--- start of Extracted records ---
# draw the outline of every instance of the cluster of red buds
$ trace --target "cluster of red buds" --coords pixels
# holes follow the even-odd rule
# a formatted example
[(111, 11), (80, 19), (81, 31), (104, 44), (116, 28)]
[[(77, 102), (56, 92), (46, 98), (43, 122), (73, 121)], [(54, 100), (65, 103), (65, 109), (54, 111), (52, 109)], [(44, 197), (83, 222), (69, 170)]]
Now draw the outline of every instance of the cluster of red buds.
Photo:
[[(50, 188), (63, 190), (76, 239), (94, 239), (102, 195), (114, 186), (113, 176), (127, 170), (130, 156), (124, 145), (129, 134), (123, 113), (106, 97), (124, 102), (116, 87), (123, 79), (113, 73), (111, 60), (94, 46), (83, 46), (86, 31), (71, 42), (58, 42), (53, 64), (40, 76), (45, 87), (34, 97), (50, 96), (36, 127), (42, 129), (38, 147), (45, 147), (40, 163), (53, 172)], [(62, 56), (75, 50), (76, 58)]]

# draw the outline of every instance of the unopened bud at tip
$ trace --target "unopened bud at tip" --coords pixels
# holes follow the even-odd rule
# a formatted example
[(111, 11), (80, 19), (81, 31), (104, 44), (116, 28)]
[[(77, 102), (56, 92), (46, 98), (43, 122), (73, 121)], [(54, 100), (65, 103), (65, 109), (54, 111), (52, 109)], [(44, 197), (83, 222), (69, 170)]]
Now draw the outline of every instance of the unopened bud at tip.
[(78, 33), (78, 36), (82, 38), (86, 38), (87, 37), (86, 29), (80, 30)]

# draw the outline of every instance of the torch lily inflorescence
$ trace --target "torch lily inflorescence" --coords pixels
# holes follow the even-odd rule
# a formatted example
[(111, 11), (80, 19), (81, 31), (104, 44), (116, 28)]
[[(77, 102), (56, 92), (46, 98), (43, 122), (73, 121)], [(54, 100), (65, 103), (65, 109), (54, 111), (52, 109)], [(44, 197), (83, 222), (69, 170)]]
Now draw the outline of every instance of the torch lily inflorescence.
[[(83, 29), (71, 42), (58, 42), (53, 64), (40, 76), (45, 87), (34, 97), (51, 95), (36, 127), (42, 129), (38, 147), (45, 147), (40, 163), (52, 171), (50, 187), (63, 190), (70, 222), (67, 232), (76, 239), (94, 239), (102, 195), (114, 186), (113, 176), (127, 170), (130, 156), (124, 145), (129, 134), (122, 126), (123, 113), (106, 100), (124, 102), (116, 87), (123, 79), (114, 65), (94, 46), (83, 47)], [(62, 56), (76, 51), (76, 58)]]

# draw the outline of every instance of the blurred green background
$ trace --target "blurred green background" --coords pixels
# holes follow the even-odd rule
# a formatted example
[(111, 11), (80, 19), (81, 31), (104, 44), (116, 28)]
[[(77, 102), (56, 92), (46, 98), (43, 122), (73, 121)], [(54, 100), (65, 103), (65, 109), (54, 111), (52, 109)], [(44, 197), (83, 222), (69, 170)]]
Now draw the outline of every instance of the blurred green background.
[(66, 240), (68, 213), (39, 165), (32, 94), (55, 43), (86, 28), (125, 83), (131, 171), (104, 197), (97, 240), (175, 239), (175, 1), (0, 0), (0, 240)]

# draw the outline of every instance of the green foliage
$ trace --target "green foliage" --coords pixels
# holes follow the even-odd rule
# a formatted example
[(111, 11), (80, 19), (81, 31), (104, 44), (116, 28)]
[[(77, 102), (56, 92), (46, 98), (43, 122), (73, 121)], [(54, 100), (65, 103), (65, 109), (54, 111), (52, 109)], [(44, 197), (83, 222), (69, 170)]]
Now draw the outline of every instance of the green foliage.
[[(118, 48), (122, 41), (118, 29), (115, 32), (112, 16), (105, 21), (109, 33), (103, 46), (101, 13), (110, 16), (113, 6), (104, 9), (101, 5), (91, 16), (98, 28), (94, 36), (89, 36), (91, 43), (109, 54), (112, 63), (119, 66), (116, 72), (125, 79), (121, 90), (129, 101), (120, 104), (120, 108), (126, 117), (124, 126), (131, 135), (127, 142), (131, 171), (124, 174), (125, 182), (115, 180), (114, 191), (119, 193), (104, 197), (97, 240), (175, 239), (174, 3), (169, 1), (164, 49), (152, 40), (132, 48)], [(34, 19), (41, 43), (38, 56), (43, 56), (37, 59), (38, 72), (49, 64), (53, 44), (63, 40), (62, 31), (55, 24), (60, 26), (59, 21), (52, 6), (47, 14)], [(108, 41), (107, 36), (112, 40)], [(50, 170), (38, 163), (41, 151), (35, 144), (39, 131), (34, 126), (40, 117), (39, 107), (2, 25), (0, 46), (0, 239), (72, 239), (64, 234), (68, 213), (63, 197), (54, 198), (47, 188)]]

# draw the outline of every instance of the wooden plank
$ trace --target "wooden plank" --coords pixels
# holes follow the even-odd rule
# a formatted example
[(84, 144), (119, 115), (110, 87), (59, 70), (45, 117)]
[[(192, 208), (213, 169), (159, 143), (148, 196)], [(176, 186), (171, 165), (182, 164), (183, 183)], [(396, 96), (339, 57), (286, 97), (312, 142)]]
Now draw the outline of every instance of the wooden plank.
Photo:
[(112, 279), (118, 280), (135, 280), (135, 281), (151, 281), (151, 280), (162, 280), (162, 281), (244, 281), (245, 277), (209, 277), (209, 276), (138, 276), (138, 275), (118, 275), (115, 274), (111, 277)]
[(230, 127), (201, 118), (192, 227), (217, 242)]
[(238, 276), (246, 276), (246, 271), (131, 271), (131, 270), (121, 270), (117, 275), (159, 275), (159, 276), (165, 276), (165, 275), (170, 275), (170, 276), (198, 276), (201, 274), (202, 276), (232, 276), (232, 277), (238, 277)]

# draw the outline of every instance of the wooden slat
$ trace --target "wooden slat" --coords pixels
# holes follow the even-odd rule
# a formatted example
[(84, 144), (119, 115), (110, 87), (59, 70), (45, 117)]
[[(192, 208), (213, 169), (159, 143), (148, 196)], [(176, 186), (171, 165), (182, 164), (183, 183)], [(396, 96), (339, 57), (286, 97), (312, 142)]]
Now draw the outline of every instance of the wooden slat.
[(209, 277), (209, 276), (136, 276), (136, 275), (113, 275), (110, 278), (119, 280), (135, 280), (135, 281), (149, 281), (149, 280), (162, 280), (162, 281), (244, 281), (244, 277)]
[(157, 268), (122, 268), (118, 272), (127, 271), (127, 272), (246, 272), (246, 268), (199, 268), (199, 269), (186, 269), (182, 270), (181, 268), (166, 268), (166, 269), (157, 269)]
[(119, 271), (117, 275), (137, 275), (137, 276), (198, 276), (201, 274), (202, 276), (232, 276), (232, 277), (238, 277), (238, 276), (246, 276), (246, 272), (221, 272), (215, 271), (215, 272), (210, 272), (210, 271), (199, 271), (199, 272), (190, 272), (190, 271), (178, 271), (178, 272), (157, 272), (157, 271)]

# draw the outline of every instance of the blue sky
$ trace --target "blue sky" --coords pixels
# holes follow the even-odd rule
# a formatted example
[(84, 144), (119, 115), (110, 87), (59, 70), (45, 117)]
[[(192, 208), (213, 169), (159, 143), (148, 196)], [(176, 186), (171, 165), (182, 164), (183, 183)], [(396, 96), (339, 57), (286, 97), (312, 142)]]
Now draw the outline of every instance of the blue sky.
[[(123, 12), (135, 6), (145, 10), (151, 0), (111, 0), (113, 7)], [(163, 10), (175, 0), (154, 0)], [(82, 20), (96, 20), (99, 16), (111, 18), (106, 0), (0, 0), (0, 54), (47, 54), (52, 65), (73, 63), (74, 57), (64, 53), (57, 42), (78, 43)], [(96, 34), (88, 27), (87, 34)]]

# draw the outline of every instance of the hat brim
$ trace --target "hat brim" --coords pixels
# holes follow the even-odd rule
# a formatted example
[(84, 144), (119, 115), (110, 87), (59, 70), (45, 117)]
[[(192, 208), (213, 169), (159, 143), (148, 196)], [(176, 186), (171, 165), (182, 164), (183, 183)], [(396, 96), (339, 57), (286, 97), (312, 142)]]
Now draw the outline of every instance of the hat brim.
--- end of Extracted records ---
Given exercise >> Rewrite the items from the start through the line containing "29), (80, 30)]", swapping "red buds" for "orange buds" and leaving everything else unchanged.

Task answer >>
# draw the outline of every instance of the cluster of orange buds
$ trace --target "cluster of orange buds" --coords pixels
# holes follow the even-odd rule
# a formatted example
[(111, 11), (80, 19), (81, 31), (104, 44), (116, 28)]
[[(77, 102), (56, 92), (46, 98), (43, 122), (73, 121)], [(54, 100), (65, 103), (65, 109), (54, 111), (52, 109)], [(44, 197), (83, 222), (69, 170)]]
Now draw the outline of every instance of the cluster of orange buds.
Photo:
[[(50, 188), (63, 190), (76, 239), (94, 239), (102, 195), (114, 186), (113, 176), (127, 170), (130, 156), (124, 145), (129, 134), (123, 113), (106, 97), (124, 102), (116, 87), (123, 79), (113, 73), (111, 60), (94, 46), (83, 46), (86, 31), (71, 42), (58, 42), (53, 64), (40, 76), (45, 87), (34, 97), (50, 96), (36, 127), (42, 129), (38, 147), (45, 147), (40, 163), (53, 172)], [(62, 56), (75, 50), (76, 58)]]

# draw the outline of every instance of the unopened bud at tip
$ trace --target "unopened bud at tip" --coords pixels
# holes follow the even-odd rule
# a formatted example
[(111, 11), (80, 19), (81, 31), (104, 44), (116, 28)]
[[(77, 102), (56, 92), (46, 98), (43, 122), (73, 121)], [(54, 100), (65, 103), (65, 109), (54, 111), (52, 109)], [(44, 197), (83, 222), (69, 170)]]
Now draw the outline of every instance of the unopened bud at tip.
[(78, 33), (78, 36), (82, 38), (86, 38), (87, 37), (86, 29), (80, 30)]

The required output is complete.